(Stored items)
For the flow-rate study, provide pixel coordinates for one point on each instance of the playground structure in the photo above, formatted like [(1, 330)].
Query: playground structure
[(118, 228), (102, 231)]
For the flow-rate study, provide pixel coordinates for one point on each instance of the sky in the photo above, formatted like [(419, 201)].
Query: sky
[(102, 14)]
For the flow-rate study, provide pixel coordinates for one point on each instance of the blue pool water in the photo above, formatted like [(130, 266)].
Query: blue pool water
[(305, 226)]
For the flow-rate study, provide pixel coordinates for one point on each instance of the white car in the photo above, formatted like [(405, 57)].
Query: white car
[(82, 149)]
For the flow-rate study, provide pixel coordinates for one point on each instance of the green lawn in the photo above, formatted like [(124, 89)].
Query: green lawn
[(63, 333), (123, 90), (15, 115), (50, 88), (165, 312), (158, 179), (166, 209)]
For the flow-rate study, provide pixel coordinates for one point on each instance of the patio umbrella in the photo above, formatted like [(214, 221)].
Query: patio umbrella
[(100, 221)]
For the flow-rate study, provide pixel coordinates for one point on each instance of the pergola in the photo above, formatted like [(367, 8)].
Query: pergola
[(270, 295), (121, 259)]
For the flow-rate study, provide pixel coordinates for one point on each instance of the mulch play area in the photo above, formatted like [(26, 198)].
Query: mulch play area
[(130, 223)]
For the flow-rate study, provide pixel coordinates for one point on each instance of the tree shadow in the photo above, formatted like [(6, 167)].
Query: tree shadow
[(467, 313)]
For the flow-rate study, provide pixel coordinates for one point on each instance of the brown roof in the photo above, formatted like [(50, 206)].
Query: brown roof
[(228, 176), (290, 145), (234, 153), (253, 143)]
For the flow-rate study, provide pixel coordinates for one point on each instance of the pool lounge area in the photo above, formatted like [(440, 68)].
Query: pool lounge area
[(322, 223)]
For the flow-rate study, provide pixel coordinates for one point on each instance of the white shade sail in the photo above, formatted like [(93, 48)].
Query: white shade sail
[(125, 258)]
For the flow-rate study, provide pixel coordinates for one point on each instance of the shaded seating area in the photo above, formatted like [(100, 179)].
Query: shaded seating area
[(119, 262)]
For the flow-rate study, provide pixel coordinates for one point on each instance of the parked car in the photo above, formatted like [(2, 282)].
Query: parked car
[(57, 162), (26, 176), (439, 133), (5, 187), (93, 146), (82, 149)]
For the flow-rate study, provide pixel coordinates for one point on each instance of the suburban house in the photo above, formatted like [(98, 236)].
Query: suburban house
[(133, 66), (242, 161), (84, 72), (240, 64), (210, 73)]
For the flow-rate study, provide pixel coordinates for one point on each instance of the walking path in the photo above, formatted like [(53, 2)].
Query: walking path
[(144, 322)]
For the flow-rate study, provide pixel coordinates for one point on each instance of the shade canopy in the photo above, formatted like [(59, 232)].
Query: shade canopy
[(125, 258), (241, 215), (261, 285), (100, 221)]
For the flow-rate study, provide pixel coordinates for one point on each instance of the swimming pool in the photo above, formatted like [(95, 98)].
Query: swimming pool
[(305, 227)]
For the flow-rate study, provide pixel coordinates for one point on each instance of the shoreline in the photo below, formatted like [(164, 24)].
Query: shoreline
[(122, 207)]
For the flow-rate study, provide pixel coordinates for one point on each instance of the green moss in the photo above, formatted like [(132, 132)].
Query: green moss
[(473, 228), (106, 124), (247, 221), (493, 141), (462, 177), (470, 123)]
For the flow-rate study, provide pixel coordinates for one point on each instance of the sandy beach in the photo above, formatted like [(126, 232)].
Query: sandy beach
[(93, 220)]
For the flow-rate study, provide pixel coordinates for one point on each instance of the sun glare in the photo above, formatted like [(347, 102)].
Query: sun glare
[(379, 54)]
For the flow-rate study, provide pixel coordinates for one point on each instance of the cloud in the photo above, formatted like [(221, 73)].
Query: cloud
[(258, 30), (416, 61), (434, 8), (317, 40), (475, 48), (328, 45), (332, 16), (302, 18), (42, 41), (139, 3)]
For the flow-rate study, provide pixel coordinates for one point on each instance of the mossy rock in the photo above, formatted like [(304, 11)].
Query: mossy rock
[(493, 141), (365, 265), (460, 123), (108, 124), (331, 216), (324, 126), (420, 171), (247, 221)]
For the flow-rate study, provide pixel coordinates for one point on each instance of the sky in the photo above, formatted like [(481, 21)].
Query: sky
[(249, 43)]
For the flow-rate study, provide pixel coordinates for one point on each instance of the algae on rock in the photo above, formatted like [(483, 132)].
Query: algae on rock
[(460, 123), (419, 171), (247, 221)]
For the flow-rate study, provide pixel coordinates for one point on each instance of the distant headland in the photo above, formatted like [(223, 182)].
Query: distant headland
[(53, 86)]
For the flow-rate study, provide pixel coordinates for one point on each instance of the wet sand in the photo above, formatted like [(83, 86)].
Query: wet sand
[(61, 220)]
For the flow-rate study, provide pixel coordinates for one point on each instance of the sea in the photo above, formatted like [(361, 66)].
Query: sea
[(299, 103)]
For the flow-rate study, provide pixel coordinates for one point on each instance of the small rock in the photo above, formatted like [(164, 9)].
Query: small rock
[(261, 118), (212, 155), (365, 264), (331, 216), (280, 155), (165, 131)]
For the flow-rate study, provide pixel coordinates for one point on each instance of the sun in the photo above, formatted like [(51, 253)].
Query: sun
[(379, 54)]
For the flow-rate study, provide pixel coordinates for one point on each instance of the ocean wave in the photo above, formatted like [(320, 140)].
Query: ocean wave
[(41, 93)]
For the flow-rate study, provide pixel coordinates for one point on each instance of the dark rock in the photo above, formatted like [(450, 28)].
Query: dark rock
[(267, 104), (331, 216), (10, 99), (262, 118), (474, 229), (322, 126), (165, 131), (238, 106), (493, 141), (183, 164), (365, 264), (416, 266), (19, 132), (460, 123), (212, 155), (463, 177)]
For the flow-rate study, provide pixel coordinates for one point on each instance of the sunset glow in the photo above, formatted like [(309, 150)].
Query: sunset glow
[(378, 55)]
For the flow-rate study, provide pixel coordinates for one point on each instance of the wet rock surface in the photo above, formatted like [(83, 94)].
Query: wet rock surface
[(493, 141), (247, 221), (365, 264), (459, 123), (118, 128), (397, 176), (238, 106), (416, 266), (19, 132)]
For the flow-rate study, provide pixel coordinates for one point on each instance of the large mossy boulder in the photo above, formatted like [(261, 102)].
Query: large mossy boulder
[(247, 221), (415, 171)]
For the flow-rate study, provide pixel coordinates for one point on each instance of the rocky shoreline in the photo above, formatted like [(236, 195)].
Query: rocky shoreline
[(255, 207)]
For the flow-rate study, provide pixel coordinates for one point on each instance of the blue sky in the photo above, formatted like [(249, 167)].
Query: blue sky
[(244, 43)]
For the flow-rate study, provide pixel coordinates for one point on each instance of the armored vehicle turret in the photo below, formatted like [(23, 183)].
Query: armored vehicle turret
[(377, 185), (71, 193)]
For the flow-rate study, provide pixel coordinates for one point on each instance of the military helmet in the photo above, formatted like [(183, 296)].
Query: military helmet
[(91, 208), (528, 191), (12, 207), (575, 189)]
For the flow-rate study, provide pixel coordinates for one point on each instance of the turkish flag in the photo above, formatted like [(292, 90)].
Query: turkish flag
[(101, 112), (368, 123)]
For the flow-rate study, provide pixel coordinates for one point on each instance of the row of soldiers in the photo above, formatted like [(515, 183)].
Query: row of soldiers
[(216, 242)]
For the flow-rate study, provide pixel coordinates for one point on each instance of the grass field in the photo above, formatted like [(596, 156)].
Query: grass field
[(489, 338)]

Directions »
Convert every one of the records above into a two-column CSV with the header columns record_text and answer, one row per record. Put each record's text and its answer in separate double-quoted fields, with any line breaks replaced by spaces.

Result of the exercise »
record_text,answer
"For the flow-rate study, provide pixel coordinates for one point on each instance of the playground structure in the photo above, formatted like [(1, 330)]. Query: playground structure","[(118, 228), (102, 231)]"
"For the flow-rate study, provide pixel coordinates for one point on each instance of the sky in the photo above, formatted like [(419, 201)]. Query: sky","[(102, 14)]"
"For the flow-rate study, provide pixel coordinates for one point on each instance of the blue pool water in the photo above, formatted like [(130, 266)]. Query: blue pool water","[(305, 226)]"
"For the flow-rate study, provide pixel coordinates for one point on each instance of the white car in the photo above, formatted like [(405, 57)]. Query: white car","[(82, 149)]"
"For the flow-rate study, provide pixel coordinates for one point on each instance of the green lawn in the photo above, formatted like [(124, 89)]. Query: green lawn","[(63, 333), (123, 90), (15, 115), (50, 88), (165, 312), (158, 179), (166, 209)]"
"For the flow-rate study, provide pixel coordinates for one point on each instance of the patio umbrella in the photo above, formatted like [(214, 221)]. Query: patio umbrella","[(100, 221)]"
"For the flow-rate study, provide pixel coordinates for one point on each instance of the pergola in the photo above, formatted like [(367, 8)]. Query: pergola","[(270, 295), (121, 259)]"
"For the flow-rate study, provide pixel coordinates for one point on each instance of the mulch play area in the photo above, formatted like [(26, 198)]. Query: mulch play area","[(130, 223)]"
"For the flow-rate study, provide pixel coordinates for one point on each instance of the tree shadow in the photo above, formatted like [(6, 167)]. Query: tree shadow","[(467, 313)]"
"For the flow-rate study, provide pixel coordinates for one point on each instance of the brown roof in the photo above, formatted like [(50, 206)]. Query: brown roof","[(228, 176), (290, 145), (234, 153), (253, 143)]"
"For the flow-rate study, provide pixel coordinates for one point on each instance of the pool lounge area in the photo above, formatted like [(440, 68)]. Query: pool lounge area","[(322, 223)]"
"For the flow-rate study, provide pixel coordinates for one point on each instance of the white shade sail in the photo above, formatted like [(93, 48)]. Query: white shade sail","[(125, 258)]"
"For the flow-rate study, provide pixel coordinates for one point on each instance of the shaded seating area in the photo above, formatted like [(100, 179)]. Query: shaded seating area","[(119, 262)]"
"For the flow-rate study, provide pixel coordinates for one point on each instance of the parked car in the photo above, formatted like [(2, 282)]. Query: parked car","[(57, 162), (26, 176), (439, 133), (5, 187), (93, 146), (82, 149)]"
"For the flow-rate study, provide pixel coordinates for one point on each instance of the suburban house in the photo above, formatted like [(98, 236)]. Query: suburban house","[(133, 66), (242, 161), (84, 72), (240, 64), (210, 73)]"
"For the flow-rate study, provide pixel coordinates for one point on each instance of the walking path in the photo above, formatted like [(53, 2)]. Query: walking path","[(144, 322)]"
"For the flow-rate study, provide pixel coordinates for one point on each instance of the shade canopy in the photo above, formatted like [(59, 232)]. Query: shade canopy","[(125, 258), (241, 215), (261, 285), (100, 221)]"
"For the flow-rate study, provide pixel coordinates for one point on each instance of the swimming pool in the photo above, formatted like [(95, 98)]. Query: swimming pool","[(305, 227)]"
"For the flow-rate study, provide pixel coordinates for one point on each instance of the shoreline in the photo below, formatted like [(164, 24)]. Query: shoreline","[(122, 207)]"
"For the flow-rate study, provide pixel coordinates for one point on each instance of the green moss in the photo above, formatted like [(132, 132)]. Query: green moss","[(473, 228), (106, 124), (247, 221), (493, 141), (462, 177), (470, 123)]"
"For the flow-rate study, provide pixel coordinates for one point on each instance of the sandy beach in the photo above, formatted like [(126, 232)]. Query: sandy beach","[(93, 220)]"
"For the flow-rate study, provide pixel coordinates for one point on each instance of the sun glare in the photo above, formatted like [(347, 102)]. Query: sun glare","[(379, 54)]"
"For the flow-rate study, provide pixel coordinates for one point on each instance of the cloud in the photo above, formatted like [(221, 73)]. Query: cloud","[(258, 30), (416, 61), (434, 8), (317, 40), (475, 48), (328, 45), (332, 16), (302, 18), (42, 41), (139, 3)]"
"For the flow-rate study, provide pixel coordinates for one point on each instance of the mossy rock in the photo above, formatted like [(304, 11)]. Query: mossy rock","[(493, 141), (365, 265), (460, 123), (108, 124), (331, 216), (324, 126), (420, 171), (247, 221)]"
"For the flow-rate study, provide pixel coordinates for one point on each instance of the sky in the photo above, formatted like [(481, 21)]. Query: sky","[(249, 43)]"
"For the flow-rate study, provide pixel coordinates for one point on each instance of the algae on rock in the photo above, formatted like [(483, 132)]. Query: algae on rock","[(460, 123), (419, 171), (247, 221)]"
"For the flow-rate study, provide pixel coordinates for one point on each instance of the distant headland in the photo above, formatted like [(223, 182)]. Query: distant headland","[(53, 86)]"
"For the flow-rate study, provide pixel coordinates for one point on each instance of the wet sand in the photo above, formatted like [(83, 86)]. Query: wet sand","[(61, 220)]"
"For the flow-rate study, provide pixel coordinates for one point on each instance of the sea in the photo above, formatted like [(361, 66)]. Query: sea","[(299, 103)]"
"For the flow-rate study, provide pixel coordinates for one point on each instance of the small rock in the photo above, formatted like [(164, 9)]. Query: small rock","[(261, 118), (212, 155), (365, 264), (331, 216), (280, 155), (165, 131)]"
"For the flow-rate study, provide pixel coordinates for one point on each instance of the sun in the photo above, formatted like [(51, 253)]. Query: sun","[(379, 54)]"
"For the flow-rate study, provide pixel coordinates for one point on each instance of the ocean wave in the photo above, formatted like [(320, 140)]. Query: ocean wave","[(41, 93)]"
"For the flow-rate study, provide pixel coordinates for one point on each instance of the dark rock in the photo above, formatted like [(450, 28)]. Query: dark rock","[(267, 104), (331, 216), (10, 99), (262, 118), (474, 229), (322, 126), (165, 131), (238, 106), (493, 141), (183, 164), (365, 264), (416, 266), (19, 132), (460, 123), (212, 155), (463, 177)]"
"For the flow-rate study, provide pixel coordinates for one point on each instance of the sunset glow in the photo above, formatted like [(309, 150)]. Query: sunset glow","[(378, 55)]"
"For the flow-rate study, provide pixel coordinates for one point on each instance of the wet rock surface in the photo above, formatted like [(83, 94)]. Query: wet rock surface","[(493, 141), (247, 221), (365, 264), (459, 123), (118, 128), (397, 176), (238, 106), (416, 266), (19, 132)]"
"For the flow-rate study, provide pixel coordinates for one point on each instance of the large mossy boulder in the photo above, formatted like [(261, 102)]. Query: large mossy boulder","[(247, 221), (415, 171)]"
"For the flow-rate study, provide pixel coordinates for one point on each instance of the rocky shoreline in the photo above, formatted like [(236, 195)]. Query: rocky shoreline","[(255, 207)]"
"For the flow-rate study, provide pixel coordinates for one point on each instance of the blue sky in the photo above, formatted like [(249, 167)]. Query: blue sky","[(244, 43)]"
"For the flow-rate study, provide pixel coordinates for one point on each instance of the armored vehicle turret in the photo below, formatted like [(23, 183)]. Query: armored vehicle turret","[(377, 185), (71, 193)]"
"For the flow-rate study, provide pixel coordinates for one point on each instance of the military helmet in the photo above, formatted like [(183, 296)]. Query: military helmet","[(91, 208), (528, 191), (12, 207), (575, 189)]"
"For the flow-rate study, provide pixel coordinates for one point on each instance of the turkish flag in the photo above, formatted like [(292, 90)]. Query: turkish flag","[(101, 112), (368, 123)]"
"For the flow-rate study, provide pixel coordinates for one point on each instance of the row of soldiers in the photo above, formatted like [(515, 183)]. Query: row of soldiers","[(216, 242)]"
"For the flow-rate study, provide pixel coordinates for one point on each instance of the grass field in the photo above, formatted like [(596, 156)]. Query: grass field","[(489, 338)]"